_Instructions to follow_
Please render the lines between the one holding "label: tall window" and the one holding "[179,95,182,105]", inclusive, as a Markdown table with a Row column for the row number and a Line column for the line, leaving out blank lines.

-- begin --

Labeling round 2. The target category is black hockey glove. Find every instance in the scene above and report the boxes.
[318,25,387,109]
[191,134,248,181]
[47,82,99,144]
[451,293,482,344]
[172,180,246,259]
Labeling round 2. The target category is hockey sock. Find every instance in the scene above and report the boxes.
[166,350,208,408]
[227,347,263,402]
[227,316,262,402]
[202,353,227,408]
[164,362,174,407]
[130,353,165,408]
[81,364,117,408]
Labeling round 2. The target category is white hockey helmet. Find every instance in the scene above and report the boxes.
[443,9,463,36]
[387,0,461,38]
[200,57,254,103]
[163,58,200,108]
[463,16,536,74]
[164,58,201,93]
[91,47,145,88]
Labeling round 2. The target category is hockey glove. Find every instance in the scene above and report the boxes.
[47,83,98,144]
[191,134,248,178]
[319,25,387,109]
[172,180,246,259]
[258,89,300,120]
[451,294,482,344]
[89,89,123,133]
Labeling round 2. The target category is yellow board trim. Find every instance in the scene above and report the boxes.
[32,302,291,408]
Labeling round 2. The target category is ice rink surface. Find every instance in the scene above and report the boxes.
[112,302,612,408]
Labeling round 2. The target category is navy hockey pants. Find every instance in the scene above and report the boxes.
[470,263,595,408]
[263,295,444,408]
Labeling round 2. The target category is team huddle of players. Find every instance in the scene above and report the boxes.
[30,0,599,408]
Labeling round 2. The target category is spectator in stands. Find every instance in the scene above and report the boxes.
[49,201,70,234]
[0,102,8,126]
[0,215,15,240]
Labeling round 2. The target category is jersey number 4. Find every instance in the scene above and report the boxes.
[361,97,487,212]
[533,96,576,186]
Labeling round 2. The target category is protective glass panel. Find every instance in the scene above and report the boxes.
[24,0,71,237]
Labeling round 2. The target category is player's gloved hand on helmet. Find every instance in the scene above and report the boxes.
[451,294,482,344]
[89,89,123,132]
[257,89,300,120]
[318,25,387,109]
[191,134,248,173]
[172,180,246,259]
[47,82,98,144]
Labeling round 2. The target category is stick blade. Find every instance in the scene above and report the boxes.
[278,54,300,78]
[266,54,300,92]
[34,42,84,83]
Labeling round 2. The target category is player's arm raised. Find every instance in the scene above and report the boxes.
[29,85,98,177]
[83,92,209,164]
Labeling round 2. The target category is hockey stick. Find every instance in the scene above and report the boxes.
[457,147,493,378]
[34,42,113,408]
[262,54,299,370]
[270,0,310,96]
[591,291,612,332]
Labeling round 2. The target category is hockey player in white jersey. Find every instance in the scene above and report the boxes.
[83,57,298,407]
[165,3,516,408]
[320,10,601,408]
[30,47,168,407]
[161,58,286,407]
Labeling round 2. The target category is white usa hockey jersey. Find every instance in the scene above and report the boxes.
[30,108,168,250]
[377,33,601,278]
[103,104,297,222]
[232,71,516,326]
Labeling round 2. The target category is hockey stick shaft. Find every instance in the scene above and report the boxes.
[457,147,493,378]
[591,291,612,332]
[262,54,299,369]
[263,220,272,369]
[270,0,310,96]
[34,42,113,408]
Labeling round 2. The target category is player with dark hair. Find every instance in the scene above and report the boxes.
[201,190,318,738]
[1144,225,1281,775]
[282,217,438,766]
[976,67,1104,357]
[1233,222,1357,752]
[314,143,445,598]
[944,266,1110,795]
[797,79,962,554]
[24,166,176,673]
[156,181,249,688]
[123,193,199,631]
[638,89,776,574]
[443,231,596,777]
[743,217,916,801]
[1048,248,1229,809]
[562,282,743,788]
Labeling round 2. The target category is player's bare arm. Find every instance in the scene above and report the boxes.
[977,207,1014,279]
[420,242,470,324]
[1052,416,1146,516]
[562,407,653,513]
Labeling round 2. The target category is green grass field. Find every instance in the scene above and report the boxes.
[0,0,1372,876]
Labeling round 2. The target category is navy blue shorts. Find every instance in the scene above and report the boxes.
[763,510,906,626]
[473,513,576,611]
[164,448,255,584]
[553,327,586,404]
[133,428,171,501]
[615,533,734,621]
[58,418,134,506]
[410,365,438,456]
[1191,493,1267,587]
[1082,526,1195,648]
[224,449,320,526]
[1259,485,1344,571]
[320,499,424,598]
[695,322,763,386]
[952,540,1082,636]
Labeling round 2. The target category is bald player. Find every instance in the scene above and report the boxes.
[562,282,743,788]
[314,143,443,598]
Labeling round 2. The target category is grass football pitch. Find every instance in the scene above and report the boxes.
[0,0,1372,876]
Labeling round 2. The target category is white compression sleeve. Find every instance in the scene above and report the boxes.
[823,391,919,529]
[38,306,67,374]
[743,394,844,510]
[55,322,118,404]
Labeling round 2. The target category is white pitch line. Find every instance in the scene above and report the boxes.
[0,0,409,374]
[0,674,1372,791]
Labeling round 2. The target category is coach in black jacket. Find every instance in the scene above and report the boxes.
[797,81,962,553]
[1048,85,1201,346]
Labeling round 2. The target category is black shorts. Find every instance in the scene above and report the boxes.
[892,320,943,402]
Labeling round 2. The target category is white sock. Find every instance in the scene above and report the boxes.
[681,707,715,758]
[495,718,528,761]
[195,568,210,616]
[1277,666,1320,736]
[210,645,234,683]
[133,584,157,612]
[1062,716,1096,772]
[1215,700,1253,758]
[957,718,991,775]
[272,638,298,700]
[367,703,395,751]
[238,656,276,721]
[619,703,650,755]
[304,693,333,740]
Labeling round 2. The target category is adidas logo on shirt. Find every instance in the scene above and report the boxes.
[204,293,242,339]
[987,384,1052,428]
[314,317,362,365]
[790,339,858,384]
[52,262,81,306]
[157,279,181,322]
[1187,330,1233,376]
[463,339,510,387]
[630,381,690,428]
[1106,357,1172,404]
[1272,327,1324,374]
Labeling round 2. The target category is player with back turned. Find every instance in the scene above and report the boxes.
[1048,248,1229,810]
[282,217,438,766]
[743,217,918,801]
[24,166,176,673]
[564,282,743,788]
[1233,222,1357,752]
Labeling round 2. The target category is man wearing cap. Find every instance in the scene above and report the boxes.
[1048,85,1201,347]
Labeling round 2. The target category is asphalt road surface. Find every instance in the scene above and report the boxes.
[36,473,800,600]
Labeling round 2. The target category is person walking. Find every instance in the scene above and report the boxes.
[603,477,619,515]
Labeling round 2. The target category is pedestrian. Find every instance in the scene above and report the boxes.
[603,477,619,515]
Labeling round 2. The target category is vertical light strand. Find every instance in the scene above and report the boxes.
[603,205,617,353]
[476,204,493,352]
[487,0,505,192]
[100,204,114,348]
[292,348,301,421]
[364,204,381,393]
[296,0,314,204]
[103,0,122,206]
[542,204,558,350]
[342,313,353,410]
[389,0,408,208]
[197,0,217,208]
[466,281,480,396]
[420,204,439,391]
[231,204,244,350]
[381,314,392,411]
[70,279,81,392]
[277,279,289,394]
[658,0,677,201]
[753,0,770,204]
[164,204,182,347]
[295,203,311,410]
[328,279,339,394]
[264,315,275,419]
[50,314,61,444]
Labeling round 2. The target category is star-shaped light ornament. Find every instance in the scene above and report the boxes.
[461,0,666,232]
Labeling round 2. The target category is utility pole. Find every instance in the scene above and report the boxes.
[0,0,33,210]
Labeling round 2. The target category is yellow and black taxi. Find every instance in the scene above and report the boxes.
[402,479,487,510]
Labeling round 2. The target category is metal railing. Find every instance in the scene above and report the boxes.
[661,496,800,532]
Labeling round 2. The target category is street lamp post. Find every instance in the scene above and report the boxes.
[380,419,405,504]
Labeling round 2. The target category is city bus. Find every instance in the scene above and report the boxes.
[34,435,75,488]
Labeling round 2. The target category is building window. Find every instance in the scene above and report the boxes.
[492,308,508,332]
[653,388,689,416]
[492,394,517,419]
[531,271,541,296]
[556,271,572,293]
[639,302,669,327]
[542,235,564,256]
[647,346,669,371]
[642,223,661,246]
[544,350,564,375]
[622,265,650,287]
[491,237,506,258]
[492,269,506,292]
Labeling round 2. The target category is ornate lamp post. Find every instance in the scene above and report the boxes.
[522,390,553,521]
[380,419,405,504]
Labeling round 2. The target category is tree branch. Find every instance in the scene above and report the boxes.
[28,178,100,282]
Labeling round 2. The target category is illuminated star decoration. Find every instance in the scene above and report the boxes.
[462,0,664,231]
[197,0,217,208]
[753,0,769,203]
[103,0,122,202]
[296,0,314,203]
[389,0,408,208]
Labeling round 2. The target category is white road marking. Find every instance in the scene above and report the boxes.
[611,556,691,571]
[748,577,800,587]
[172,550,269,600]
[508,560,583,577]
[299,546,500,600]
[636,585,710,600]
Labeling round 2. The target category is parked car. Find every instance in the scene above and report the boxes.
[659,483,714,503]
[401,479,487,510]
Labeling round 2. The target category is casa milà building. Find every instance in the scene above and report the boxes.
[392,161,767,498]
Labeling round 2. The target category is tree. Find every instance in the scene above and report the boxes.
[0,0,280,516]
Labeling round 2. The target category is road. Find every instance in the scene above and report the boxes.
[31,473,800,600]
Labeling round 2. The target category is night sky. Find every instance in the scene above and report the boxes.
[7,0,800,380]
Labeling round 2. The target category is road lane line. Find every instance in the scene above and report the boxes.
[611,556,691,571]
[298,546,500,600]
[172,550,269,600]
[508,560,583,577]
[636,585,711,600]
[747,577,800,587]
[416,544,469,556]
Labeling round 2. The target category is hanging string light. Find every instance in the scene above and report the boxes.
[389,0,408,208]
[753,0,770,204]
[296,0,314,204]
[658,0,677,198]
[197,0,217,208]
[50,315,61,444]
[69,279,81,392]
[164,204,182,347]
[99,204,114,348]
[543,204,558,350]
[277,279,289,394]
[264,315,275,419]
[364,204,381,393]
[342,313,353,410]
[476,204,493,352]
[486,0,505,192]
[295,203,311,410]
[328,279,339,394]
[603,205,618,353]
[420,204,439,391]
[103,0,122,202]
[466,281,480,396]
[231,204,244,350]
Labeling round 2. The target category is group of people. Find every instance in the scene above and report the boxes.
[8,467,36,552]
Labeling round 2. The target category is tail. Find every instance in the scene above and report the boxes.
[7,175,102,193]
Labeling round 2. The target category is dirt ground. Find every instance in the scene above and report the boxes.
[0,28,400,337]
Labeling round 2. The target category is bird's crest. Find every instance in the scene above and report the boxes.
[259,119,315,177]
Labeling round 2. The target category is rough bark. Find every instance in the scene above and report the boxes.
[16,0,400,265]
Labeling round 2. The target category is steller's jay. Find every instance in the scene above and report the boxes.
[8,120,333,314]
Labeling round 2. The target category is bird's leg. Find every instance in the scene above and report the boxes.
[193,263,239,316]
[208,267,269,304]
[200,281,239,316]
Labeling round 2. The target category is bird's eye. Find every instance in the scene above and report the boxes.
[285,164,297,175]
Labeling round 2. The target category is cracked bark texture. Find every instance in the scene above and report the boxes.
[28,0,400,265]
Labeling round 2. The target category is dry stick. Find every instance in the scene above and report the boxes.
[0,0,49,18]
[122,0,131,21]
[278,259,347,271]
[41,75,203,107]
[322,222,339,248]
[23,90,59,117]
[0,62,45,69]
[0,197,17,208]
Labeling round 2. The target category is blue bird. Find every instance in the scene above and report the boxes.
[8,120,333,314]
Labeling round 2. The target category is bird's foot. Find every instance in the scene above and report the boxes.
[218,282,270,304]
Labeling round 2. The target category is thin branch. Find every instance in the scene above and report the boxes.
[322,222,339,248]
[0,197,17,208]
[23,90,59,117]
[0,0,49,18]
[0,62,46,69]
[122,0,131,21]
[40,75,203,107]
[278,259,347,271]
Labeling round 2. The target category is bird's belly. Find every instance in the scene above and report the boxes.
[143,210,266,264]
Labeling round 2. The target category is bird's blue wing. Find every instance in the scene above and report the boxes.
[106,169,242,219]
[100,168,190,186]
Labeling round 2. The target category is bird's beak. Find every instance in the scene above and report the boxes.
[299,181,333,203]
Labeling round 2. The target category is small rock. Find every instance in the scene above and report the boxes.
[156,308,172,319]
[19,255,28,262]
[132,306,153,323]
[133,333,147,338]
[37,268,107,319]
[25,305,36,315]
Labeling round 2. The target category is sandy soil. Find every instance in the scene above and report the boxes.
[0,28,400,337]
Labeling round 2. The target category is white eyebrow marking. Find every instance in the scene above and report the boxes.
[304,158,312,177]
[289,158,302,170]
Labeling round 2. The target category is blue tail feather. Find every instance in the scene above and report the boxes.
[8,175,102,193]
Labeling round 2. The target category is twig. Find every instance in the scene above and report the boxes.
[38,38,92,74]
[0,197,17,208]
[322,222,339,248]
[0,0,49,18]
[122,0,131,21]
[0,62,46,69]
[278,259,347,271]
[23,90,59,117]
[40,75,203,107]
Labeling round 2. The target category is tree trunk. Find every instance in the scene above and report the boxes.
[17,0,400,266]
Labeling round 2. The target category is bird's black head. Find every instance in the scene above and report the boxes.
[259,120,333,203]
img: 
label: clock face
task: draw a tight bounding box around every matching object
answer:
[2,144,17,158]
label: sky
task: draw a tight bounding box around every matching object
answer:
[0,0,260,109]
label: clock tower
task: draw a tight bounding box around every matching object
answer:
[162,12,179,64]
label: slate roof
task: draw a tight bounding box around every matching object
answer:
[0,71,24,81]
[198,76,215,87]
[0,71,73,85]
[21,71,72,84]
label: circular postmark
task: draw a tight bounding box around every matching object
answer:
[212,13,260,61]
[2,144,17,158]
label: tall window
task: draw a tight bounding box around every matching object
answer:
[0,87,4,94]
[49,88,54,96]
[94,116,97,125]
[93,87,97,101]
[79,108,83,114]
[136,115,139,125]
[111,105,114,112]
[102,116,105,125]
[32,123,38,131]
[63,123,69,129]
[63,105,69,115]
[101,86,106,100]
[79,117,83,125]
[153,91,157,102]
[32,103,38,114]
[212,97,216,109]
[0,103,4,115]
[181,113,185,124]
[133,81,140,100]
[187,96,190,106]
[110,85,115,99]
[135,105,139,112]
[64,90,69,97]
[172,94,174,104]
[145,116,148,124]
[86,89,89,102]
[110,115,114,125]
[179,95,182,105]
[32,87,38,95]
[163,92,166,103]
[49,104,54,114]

-- end --

_Written answer_
| Row | Line |
|---|---|
| 1 | label: tall window |
| 2 | task: draw a tight bounding box around every matching object |
| 3 | answer: |
| 4 | [0,87,4,94] |
| 5 | [49,88,54,96] |
| 6 | [94,116,97,125] |
| 7 | [93,87,97,101] |
| 8 | [79,108,83,114] |
| 9 | [136,115,139,125] |
| 10 | [111,105,114,112] |
| 11 | [102,116,105,125] |
| 12 | [32,123,38,131] |
| 13 | [63,123,69,129] |
| 14 | [63,105,69,115] |
| 15 | [101,86,106,100] |
| 16 | [79,117,83,125] |
| 17 | [153,91,157,102] |
| 18 | [32,103,38,114] |
| 19 | [212,97,216,109] |
| 20 | [0,103,4,115] |
| 21 | [181,113,185,124] |
| 22 | [133,81,140,100] |
| 23 | [187,96,190,106] |
| 24 | [110,85,115,99] |
| 25 | [135,105,139,112] |
| 26 | [64,90,69,97] |
| 27 | [172,94,174,104] |
| 28 | [145,116,148,124] |
| 29 | [86,89,89,102] |
| 30 | [110,115,114,125] |
| 31 | [179,95,182,105] |